↓

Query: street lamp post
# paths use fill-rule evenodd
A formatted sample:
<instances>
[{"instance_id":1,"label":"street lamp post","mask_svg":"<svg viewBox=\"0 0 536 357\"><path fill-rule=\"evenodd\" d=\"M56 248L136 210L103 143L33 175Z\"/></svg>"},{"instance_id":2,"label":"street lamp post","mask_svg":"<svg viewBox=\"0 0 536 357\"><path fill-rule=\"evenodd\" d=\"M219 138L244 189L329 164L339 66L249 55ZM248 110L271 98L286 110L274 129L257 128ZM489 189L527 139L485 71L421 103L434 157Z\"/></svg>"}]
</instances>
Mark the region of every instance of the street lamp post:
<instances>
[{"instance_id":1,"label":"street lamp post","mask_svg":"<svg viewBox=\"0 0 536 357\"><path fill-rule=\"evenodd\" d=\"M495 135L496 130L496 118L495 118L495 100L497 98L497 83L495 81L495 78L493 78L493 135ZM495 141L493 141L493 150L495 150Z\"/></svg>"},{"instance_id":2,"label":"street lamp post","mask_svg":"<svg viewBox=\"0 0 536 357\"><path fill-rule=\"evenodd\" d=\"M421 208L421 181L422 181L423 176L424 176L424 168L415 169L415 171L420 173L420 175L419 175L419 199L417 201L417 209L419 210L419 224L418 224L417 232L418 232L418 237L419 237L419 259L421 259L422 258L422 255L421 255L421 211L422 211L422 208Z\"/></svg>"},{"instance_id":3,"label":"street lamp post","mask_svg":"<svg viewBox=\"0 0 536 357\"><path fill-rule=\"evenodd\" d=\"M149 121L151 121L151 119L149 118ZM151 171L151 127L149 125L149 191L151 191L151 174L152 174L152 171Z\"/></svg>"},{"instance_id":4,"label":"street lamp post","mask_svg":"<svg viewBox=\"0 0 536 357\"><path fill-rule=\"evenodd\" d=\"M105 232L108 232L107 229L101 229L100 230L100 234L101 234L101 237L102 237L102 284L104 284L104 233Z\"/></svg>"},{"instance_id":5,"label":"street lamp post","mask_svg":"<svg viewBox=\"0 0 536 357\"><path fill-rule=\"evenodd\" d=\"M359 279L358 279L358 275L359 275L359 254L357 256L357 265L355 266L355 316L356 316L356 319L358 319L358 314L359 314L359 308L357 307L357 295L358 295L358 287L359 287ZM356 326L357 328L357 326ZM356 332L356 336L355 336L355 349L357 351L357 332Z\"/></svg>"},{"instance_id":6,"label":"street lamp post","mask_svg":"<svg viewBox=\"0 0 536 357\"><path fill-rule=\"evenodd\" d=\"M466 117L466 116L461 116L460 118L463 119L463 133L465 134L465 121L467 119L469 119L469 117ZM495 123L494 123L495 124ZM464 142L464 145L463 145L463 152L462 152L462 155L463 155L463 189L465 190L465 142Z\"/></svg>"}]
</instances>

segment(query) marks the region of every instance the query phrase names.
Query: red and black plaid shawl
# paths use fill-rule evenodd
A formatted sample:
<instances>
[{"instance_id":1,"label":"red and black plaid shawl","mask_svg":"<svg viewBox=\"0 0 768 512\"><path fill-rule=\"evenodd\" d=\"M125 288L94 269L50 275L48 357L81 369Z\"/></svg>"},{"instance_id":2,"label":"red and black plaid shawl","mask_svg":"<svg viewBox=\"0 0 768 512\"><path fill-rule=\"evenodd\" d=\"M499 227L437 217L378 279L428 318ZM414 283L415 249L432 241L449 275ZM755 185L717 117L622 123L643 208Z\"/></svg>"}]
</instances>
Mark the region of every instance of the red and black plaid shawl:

↑

» **Instructions for the task**: Check each line of the records above for the string "shawl", and report every line that has it.

» **Exercise answer**:
Query: red and black plaid shawl
[{"instance_id":1,"label":"red and black plaid shawl","mask_svg":"<svg viewBox=\"0 0 768 512\"><path fill-rule=\"evenodd\" d=\"M125 288L94 269L50 275L48 357L81 369Z\"/></svg>"},{"instance_id":2,"label":"red and black plaid shawl","mask_svg":"<svg viewBox=\"0 0 768 512\"><path fill-rule=\"evenodd\" d=\"M499 227L437 217L378 279L428 318ZM414 283L415 249L432 241L449 275ZM755 185L717 117L622 123L643 208Z\"/></svg>"}]
Mark the region of every instance of the red and black plaid shawl:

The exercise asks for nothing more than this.